Historically, people have had very different views about such questions. Exclusionary views – dominant in much of 20th-century Western science – err on the side of denying animals sentience and moral status. On this view, only mammals, birds and other animals with strong similarities to humans merit moral concern. Attributions of sentience and moral status require strong evidence. Human exceptionalist perspectives reinforced this view as well, holding that other animals were created for human use.
By contrast, inclusive views – particularly present in various Eastern and Indigenous cultures throughout history – err on the side of affirming sentience and moral status. Traditions like Jain philosophy teach reverence for all life, extending moral concern even to ants and bees. Poets like William Blake have drawn attention to the fragility of insect lives, suggesting kinship with humanity. On this view, when in doubt, we should protect rather than neglect, since ignoring the possibility of sentience risks leading to terrible mistakes.
Both views capture important insights. Inclusion risks misallocating scarce resources, whereas exclusion risks neglecting vulnerable beings. However, each view is also one-sided, addressing one risk but not the other. Is there a way to address both risks at the same time, especially when making decisions affecting large populations? After all, these questions are not limited to the occasional ant in a puddle. They extend to the quadrillions of invertebrates killed by humans each year. Soon, they may extend to AI systems too.
This is why we support a middle-ground approach that takes the best from both sides. It goes by different names, but we can call it a probabilistic approach here, since it combines higher or lower probabilities of sentience and moral status with proportionally stronger or weaker forms of protection. This is how we approach high-stakes decisions in other policy domains: by assessing the evidence, estimating the probability and severity of harm, and selecting a proportionate response. We can, and should, do the same here.
Clarity begins with recognising that at least three questions are in play. The first is scientific: are only mammals, birds and other vertebrates sentient, or can invertebrates, AI systems and other beings be sentient too?
The second is ethical: do only sentient beings deserve moral concern, or can (non-sentient) agents, living beings and other entities deserve moral concern too?
The third is practical: what kinds of policies are we able to achieve and sustain, taking into account our responsibilities, limitations, and other relevant factors?
We can assess how likely these beings are to matter – and how to factor this into the way we live our lives
These questions often get blurred. Queries like ‘Do individual ants deserve moral concern?’ risk conflating the scientific question of whether ants are sentient, the ethical question of whether only sentient beings deserve moral concern, and the practical question of whether a policy of caring for ants in a particular way is achievable or sustainable. Making sound decisions requires teasing apart these questions while seeing how they interact.

THINGS TO DO:
a – Transcribe the passage on animal sentience word for word. Begin at the words "This is why" and stop after "the same here.".
b – In the passage on animal sentience, which tradition teaches reverence for all life and extends moral concern even to ants and bees?
Rely only on the passage on animal sentience and draw on no outside knowledge.

GIVEN RECORDS:

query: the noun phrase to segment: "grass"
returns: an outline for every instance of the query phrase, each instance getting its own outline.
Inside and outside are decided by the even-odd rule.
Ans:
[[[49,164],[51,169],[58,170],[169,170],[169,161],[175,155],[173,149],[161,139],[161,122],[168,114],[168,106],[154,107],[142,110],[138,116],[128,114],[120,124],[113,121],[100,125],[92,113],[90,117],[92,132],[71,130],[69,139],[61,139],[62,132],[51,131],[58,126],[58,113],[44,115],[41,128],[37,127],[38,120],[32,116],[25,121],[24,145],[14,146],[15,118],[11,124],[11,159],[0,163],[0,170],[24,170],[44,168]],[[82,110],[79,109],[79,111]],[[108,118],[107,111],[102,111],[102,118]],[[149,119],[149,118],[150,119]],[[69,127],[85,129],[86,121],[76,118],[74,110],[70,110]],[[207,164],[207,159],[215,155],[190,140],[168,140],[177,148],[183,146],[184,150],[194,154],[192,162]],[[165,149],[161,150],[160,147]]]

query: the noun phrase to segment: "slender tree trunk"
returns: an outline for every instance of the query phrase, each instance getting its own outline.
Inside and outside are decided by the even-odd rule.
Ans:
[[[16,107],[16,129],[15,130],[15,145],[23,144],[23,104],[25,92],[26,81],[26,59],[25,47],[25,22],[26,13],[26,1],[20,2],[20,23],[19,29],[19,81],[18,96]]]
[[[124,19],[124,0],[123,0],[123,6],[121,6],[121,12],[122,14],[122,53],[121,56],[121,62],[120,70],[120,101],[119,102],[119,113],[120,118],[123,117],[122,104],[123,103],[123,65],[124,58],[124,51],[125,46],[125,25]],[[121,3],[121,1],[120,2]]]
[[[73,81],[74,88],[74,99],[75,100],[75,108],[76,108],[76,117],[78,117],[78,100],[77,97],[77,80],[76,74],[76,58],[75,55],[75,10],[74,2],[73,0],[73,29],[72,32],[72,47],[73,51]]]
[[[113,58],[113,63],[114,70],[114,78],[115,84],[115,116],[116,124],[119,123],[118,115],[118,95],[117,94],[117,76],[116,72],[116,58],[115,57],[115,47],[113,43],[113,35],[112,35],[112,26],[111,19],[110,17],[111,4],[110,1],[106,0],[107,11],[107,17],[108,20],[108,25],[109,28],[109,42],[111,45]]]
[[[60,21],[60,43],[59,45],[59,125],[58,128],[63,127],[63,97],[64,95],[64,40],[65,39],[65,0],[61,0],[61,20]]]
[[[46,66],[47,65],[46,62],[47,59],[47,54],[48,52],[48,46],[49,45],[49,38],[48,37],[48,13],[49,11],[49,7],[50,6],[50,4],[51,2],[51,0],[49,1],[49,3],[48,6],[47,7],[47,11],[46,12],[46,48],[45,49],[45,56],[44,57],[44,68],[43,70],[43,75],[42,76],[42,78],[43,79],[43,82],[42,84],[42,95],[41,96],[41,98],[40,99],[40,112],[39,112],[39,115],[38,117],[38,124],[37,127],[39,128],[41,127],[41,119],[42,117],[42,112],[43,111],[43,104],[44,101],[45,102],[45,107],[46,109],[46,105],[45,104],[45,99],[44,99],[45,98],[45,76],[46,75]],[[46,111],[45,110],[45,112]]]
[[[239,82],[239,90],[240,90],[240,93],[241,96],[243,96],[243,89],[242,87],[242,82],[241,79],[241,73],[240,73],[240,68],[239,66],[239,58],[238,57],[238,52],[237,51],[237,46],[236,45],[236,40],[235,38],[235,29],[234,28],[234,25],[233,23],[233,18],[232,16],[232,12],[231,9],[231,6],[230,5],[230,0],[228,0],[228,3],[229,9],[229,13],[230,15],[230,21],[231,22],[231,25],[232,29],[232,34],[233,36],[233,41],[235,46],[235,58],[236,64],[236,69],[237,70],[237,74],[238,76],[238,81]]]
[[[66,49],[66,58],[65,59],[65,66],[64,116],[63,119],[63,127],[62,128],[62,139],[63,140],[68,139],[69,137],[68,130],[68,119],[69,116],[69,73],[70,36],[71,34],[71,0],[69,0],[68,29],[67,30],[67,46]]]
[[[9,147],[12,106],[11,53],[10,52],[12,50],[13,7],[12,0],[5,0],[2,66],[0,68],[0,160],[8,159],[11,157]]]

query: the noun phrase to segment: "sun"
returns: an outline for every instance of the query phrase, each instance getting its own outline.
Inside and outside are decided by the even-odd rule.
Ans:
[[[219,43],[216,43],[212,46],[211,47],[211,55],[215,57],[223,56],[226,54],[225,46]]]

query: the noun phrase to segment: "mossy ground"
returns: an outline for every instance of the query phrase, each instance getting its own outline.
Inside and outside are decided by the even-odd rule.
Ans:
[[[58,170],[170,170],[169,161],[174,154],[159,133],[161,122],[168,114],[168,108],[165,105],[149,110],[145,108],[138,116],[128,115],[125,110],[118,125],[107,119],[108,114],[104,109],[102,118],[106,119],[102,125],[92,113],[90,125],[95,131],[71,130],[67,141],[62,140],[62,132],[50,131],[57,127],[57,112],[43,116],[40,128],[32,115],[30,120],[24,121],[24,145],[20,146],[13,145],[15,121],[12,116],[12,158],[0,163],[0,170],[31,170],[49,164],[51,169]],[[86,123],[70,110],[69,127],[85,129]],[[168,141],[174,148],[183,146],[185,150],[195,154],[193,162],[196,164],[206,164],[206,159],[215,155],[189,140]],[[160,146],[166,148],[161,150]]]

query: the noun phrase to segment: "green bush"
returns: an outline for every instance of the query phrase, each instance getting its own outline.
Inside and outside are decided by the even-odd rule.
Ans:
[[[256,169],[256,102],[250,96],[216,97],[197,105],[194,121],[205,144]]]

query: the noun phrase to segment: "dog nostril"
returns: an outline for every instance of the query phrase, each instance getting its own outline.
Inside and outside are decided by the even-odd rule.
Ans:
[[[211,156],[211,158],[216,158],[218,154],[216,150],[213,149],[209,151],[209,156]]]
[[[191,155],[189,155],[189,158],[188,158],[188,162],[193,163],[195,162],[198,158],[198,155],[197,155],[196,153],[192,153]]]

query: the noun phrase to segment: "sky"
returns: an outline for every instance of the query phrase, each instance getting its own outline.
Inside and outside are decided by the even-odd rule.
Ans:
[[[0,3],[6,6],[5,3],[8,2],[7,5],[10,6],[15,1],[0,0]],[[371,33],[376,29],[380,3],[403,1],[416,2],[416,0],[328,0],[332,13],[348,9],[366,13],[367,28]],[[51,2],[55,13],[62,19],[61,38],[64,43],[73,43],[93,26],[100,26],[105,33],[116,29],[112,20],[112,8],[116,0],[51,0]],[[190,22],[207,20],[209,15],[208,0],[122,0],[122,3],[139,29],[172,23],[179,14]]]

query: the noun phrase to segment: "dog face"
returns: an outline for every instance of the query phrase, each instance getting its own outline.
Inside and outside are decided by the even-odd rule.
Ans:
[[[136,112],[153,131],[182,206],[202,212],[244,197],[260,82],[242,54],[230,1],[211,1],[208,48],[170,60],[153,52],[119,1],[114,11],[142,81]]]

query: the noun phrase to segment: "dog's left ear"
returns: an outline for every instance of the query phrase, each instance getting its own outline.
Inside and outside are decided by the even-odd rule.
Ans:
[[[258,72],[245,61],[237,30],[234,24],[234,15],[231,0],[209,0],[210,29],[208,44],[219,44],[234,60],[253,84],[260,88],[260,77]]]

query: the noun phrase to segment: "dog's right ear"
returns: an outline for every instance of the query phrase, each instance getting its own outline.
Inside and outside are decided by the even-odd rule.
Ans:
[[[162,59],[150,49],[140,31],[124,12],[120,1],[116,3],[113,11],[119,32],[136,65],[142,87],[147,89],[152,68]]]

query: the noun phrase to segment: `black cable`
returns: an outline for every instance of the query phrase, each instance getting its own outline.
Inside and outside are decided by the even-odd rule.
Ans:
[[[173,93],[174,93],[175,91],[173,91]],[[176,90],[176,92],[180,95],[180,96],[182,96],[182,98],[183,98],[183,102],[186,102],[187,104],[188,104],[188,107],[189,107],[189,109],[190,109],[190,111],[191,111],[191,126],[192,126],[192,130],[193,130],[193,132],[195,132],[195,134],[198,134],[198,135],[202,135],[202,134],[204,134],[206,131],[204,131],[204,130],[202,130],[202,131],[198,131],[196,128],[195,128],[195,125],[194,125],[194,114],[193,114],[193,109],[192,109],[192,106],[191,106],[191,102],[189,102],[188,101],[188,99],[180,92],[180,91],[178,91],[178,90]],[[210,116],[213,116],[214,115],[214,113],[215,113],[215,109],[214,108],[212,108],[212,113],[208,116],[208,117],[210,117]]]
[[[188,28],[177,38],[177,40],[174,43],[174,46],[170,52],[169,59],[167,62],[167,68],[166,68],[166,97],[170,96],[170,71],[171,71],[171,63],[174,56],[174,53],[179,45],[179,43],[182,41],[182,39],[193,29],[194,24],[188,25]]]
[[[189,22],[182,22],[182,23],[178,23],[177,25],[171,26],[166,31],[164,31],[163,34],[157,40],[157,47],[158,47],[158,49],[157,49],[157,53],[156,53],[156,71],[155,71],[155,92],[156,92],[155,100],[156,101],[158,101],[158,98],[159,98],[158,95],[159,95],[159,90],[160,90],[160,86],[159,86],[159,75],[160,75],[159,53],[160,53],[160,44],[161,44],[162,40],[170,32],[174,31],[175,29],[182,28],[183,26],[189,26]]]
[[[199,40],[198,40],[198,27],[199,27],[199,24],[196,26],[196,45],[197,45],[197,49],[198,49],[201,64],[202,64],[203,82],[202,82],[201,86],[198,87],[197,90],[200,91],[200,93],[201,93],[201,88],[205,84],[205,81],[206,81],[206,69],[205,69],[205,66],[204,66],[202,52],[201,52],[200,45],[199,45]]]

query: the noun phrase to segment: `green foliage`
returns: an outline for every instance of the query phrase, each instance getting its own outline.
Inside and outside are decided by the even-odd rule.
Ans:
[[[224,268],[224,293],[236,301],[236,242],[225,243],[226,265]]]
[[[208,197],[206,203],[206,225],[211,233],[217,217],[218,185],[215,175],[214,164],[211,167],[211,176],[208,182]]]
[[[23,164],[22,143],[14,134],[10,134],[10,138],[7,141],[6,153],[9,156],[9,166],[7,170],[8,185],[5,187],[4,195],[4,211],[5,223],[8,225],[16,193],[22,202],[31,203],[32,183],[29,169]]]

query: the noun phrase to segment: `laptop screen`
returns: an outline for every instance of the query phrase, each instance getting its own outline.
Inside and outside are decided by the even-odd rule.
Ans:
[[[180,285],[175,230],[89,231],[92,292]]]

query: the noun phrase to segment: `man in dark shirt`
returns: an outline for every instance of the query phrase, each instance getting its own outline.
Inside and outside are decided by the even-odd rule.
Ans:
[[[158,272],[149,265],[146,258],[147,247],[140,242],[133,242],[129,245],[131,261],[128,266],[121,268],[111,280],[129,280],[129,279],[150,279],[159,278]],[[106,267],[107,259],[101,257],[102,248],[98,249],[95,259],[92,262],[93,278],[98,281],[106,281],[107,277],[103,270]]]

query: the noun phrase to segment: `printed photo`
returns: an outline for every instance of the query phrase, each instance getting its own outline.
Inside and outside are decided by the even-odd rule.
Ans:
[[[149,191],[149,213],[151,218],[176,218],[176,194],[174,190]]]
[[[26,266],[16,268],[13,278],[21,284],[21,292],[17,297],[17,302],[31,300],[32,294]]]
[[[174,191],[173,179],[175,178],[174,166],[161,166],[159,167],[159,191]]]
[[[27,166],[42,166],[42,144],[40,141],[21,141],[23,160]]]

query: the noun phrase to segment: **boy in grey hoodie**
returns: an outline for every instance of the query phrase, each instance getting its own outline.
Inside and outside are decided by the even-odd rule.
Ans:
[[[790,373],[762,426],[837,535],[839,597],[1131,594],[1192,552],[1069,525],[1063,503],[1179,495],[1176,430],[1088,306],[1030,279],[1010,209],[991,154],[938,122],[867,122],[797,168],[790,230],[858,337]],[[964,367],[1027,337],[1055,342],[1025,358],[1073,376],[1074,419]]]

COMPLETE ANSWERS:
a –
This is why we support a middle-ground approach that takes the best from both sides. It goes by different names, but we can call it a probabilistic approach here, since it combines higher or lower probabilities of sentience and moral status with proportionally stronger or weaker forms of protection. This is how we approach high-stakes decisions in other policy domains: by assessing the evidence, estimating the probability and severity of harm, and selecting a proportionate response. We can, and should, do the same here.

b – Jain philosophy.